Which "firsts" of a child's life does the passage on early childhood list in its opening paragraph?

[Opening Text passage section]

Mums and dads everywhere will recognise the importance of the first few years of their child's life. The first steps, first words, first days of school – throughout these early years, you're bound to be fascinated by your child's progress and development. As the Duchess of Cambridge Kate Middleton pointed out on her recent keynote speech, however, you don't have to be a parent to appreciate the importance of the early years.
The Duchess of Cambridge has been interested in the early stages if children's development for many years and her passion for the subject led to her to begin the campaign, 5 Big Questions. This campaign worked to open up the conversation about the importance of the early years and, in doing so, turned out some interesting results. The results of the nationwide survey make it clear that parents need more support than ever during these important early stages of childhood development.
Why the early years count
Among the results of the 5 Big Questions, it was revealed that 98 per cent of people believe that nurture is essential to positive lifelong outcomes. Yet, just one in four recognize the specific importance of the first five years of a child’s life.
We all know, at least, that young children are exceptional learners. Think of how they pick up language, for example, in comparison the difficulty many adults express while trying to learn a second language. In these early years, children absorb the world around them, learning and adapting at an incredible pace.
According to the Education State, the early years are "a time when the brain develops and much of its ‘wiring’ is laid down." The same report goes onto say that "the experiences and relationships a child has, plus nutrition and health, can actually affect this enormously. Positive experiences help the brain to develop in healthy ways. Seriously negative experiences such as neglect and abuse, on the other hand, affect brain development in more harmful ways, and contribute to emotional and behavioural problems later in life."

[Closing Text passage section]
[Opening Available data section]

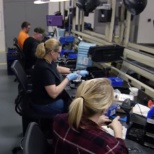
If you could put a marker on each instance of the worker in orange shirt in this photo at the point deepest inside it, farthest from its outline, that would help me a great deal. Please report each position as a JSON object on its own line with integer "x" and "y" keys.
{"x": 23, "y": 34}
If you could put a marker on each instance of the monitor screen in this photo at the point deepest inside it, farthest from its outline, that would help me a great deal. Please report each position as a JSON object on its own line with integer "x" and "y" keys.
{"x": 53, "y": 20}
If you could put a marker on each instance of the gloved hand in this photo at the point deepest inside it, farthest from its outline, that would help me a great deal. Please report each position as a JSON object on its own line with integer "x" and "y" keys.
{"x": 72, "y": 76}
{"x": 83, "y": 73}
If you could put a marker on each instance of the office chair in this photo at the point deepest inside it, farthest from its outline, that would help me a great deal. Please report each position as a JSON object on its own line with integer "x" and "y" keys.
{"x": 23, "y": 105}
{"x": 24, "y": 85}
{"x": 21, "y": 56}
{"x": 34, "y": 141}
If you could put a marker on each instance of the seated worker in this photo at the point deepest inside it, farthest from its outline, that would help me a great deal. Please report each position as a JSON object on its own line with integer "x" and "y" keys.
{"x": 30, "y": 46}
{"x": 80, "y": 130}
{"x": 47, "y": 85}
{"x": 23, "y": 34}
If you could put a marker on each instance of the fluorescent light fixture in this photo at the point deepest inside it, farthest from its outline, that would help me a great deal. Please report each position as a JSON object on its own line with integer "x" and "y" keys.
{"x": 47, "y": 1}
{"x": 41, "y": 1}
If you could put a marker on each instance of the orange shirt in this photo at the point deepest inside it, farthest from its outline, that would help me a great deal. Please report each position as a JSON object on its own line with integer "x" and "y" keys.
{"x": 21, "y": 38}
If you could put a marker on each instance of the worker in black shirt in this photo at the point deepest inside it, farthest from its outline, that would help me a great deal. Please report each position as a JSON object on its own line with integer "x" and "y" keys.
{"x": 29, "y": 47}
{"x": 47, "y": 84}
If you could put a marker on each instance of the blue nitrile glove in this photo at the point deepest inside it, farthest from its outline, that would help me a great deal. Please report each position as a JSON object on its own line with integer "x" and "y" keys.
{"x": 72, "y": 76}
{"x": 83, "y": 73}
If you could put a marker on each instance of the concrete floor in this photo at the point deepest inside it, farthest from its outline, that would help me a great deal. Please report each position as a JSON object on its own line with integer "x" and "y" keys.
{"x": 10, "y": 121}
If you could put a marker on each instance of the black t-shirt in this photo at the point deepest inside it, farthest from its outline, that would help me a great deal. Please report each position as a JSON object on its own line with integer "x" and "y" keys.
{"x": 29, "y": 49}
{"x": 44, "y": 74}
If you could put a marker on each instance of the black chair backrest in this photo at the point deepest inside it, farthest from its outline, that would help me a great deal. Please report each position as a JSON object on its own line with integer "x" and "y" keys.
{"x": 20, "y": 74}
{"x": 34, "y": 141}
{"x": 20, "y": 52}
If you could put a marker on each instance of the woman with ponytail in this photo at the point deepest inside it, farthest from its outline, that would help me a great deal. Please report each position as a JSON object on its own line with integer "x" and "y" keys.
{"x": 80, "y": 131}
{"x": 47, "y": 85}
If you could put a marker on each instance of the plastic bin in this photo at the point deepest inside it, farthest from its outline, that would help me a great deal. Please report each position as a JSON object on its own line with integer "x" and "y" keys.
{"x": 65, "y": 52}
{"x": 116, "y": 81}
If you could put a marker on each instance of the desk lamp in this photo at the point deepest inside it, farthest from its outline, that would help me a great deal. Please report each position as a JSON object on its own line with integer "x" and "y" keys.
{"x": 127, "y": 105}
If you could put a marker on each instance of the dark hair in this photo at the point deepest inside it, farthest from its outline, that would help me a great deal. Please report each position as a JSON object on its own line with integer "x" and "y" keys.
{"x": 39, "y": 30}
{"x": 25, "y": 24}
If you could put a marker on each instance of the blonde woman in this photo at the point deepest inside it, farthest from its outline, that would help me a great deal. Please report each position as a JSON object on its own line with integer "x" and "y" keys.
{"x": 80, "y": 131}
{"x": 47, "y": 85}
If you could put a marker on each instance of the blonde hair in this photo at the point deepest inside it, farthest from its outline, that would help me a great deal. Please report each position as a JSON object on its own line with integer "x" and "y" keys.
{"x": 93, "y": 96}
{"x": 44, "y": 48}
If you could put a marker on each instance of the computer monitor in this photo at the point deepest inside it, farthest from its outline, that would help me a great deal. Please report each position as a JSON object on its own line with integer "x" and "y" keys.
{"x": 53, "y": 20}
{"x": 108, "y": 53}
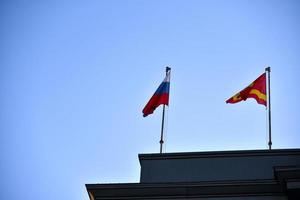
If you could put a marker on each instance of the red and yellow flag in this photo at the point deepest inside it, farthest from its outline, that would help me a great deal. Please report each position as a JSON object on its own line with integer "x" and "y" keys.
{"x": 256, "y": 90}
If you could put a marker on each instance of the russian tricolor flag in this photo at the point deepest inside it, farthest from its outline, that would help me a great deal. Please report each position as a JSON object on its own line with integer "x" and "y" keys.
{"x": 161, "y": 95}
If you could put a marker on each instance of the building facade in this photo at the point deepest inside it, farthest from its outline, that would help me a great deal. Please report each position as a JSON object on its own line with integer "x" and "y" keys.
{"x": 219, "y": 175}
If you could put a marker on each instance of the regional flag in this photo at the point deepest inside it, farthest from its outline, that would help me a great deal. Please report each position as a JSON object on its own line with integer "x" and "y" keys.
{"x": 256, "y": 90}
{"x": 161, "y": 95}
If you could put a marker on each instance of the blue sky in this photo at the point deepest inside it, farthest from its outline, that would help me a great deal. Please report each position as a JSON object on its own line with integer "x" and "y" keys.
{"x": 75, "y": 76}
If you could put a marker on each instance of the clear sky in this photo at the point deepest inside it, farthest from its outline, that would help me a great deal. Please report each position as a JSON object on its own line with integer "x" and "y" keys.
{"x": 75, "y": 76}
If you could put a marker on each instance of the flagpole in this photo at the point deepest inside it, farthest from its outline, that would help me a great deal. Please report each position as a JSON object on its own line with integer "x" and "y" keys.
{"x": 162, "y": 130}
{"x": 268, "y": 70}
{"x": 163, "y": 120}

[Closing Available data section]

=== Output of the exercise ===
First steps, first words, and first days of school.